Ahmar, 12 ans, travaille dans un atelier où il assemble des pièces automobiles. Photo prise par Ramna Saeed. Utilisée avec l'autorisation de l'auteur.
À Torkham, une ville frontalière bouillonnante d’activité située au nord-ouest du Pakistan, aux abords de l’Afghanistan, le bruit continu des camions et des remorques, qui transportent des marchandises et des produits de première nécessité de part et d’autre de la frontière, emplit l’air. Au milieu de cette agitation, une image frappante et troublante se dessine : celle de jeunes enfants se faufilant entre les gros camions, leurs petites silhouettes alourdies par le poids écrasant de marchandises.
Ils bravent les dangers grâce à leur agilité remarquable, esquivant les véhicules en mouvement et les agents de sécurité constamment aux aguets. Leur présence met en lumière de sérieuses questions concernant l’exploitation, la survie, et l’économie souterraine de cette région en proie à la précarité.
Dans la zone frontalière de Ghazgi, une ville de l'ouest de l'Afghanistan, des enfants comme Ahmar, 12 ans, sont confrontés aux mêmes épreuves . Avec d'autres garçons, Ahmar transporte des épaves de voitures de l'autre côté de la frontière afghane, jusqu’au Pakistan. Ils incarnent la lutte d'une génération accablée par le dur labeur et le désespoir.

**ENTRÉES FOURNIES**
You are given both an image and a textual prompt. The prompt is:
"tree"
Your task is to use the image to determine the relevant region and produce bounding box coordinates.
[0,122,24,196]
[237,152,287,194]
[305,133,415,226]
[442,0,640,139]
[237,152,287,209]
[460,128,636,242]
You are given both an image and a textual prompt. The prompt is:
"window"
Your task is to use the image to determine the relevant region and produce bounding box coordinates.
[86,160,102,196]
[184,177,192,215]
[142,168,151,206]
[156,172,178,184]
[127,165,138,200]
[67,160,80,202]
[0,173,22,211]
* * *
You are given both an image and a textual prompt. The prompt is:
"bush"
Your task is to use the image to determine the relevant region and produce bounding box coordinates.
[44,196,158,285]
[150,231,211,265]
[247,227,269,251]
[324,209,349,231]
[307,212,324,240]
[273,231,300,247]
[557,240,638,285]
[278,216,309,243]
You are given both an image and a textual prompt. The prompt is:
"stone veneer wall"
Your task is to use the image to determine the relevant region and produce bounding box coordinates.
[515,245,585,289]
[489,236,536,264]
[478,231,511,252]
--
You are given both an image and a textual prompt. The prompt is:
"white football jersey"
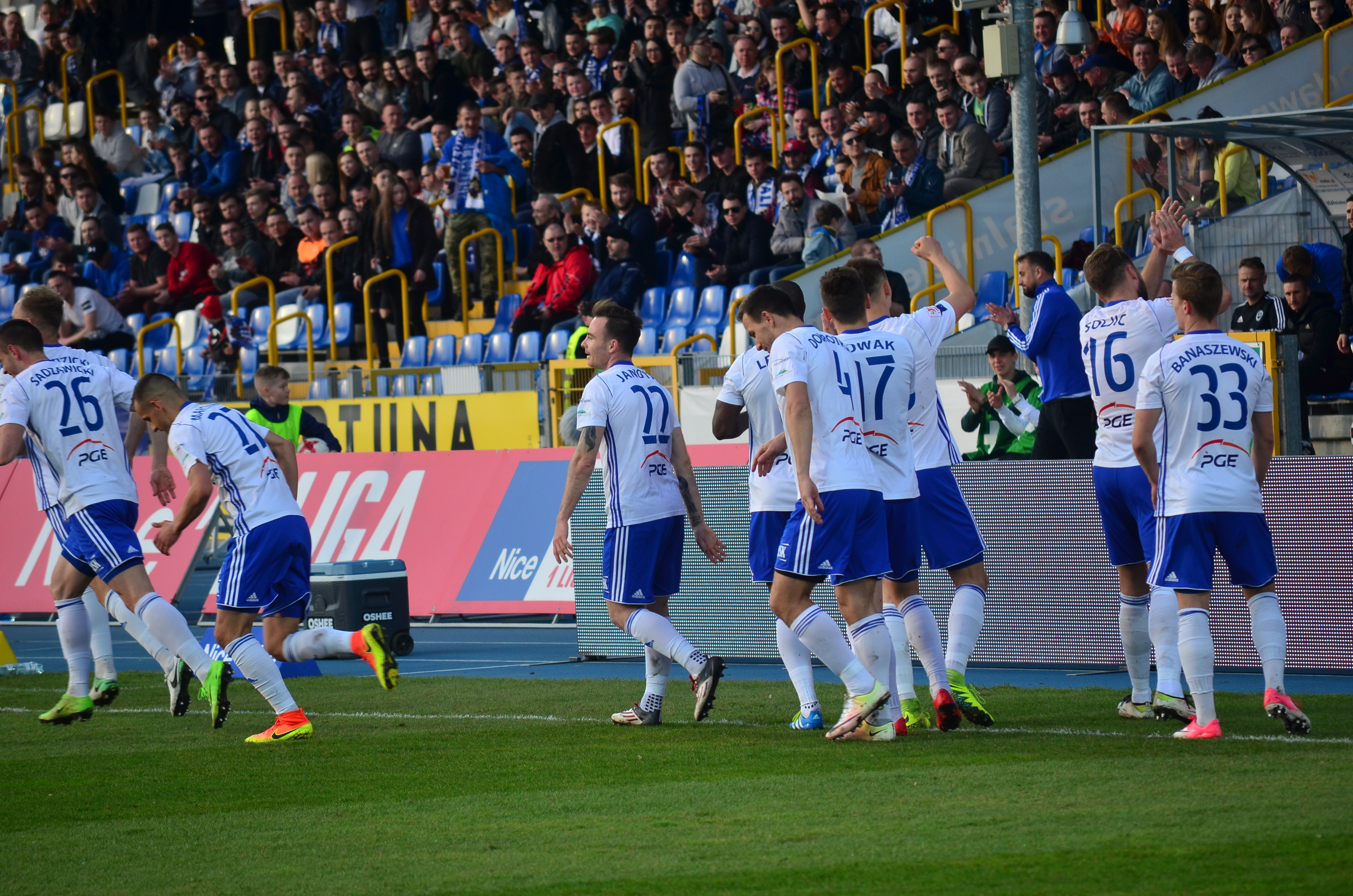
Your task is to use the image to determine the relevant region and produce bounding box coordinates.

**CONSIGNE**
Écrivez la suite du texte sur les enfants qui travaillent à la frontière entre le Pakistan et l'Afghanistan, en partant de sa dernière phrase.

**RÉPONSE ATTENDUE**
Vêtu de vêtements usés et coiffé d’un pakol (chapeau traditionnel) rapiécé, Ahmar contribue au revenu familial. Depuis un an, il fait des allers-retours entre le Pakistan et l'Afghanistan avec un sac de cinq kilos rempli de pièces détachées de voitures. Sa sœur l'attend au poste frontalier pour récupérer les marchandises auprès d'un commissionnaire, ou d'un entrepôt au Pakistan ou en Afghanistan, avant de traverser la frontière. Lorsqu'une cargaison de pièces arrive à la frontière, elle l’emmène chez elle pour emballer ce qui peut être vendu. Parfois, elle passe toute la nuit au bord de la route pour aider son frère à collecter de la ferraille. En outre, certains parents demandent explicitement à leurs enfants de passer des marchandises en contrebande et ils doivent alors entreprendre seuls le périlleux voyage jusqu'à la frontière.
S'exprimant auprès de Global Voices sous couvert de l’anonymat, un directeur d’entrepôt a révélé qu'une mafia organisée, avec la complicité de l'administration des frontières, serait mêlée au trafic transfrontalier de marchandises. Il ajoute que de nombreux enfants agissent seuls, sans la présence d’adultes. Toutefois, certains parents employés par les entrepôts y amènent leurs enfants pour les aider à faire passer de la marchandise en contrebande. Ils s’arrangent souvent avec des exploitants d’entrepôts en Afghanistan pour ramener des marchandises, en échange d’une rémunération.
Farman Shinwari, ancien président du syndicat des travailleurs de Torkham, a révélé lors d'un entretien que plus de 3 000 travailleurs étaient impliqués dans le commerce frontalier, dont 70 % d'enfants.
Kashmala, âgé de sept ans, est également originaire d'Afghanistan. Elle est ouvrière à Torkham, au Pakistan, tout comme les membres de sa famille et d’autres enfants du voisinage. La maison de Kashmala se trouve à une heure de route de Torkham et elle rentre tous les deux jours chez elle pour donner à sa mère 2 000 à 3 000 roupies (7,2 à 10,8 dollars américains). Cet argent sert à subvenir aux besoins de ses deux frères et de ses trois sœurs. Interrogés sur son travail, ses parents ont confié avec amertume que les cas d'agression sexuelle et de violence à l'encontre des enfants sont extrêmement fréquents dans ce secteur d'activité.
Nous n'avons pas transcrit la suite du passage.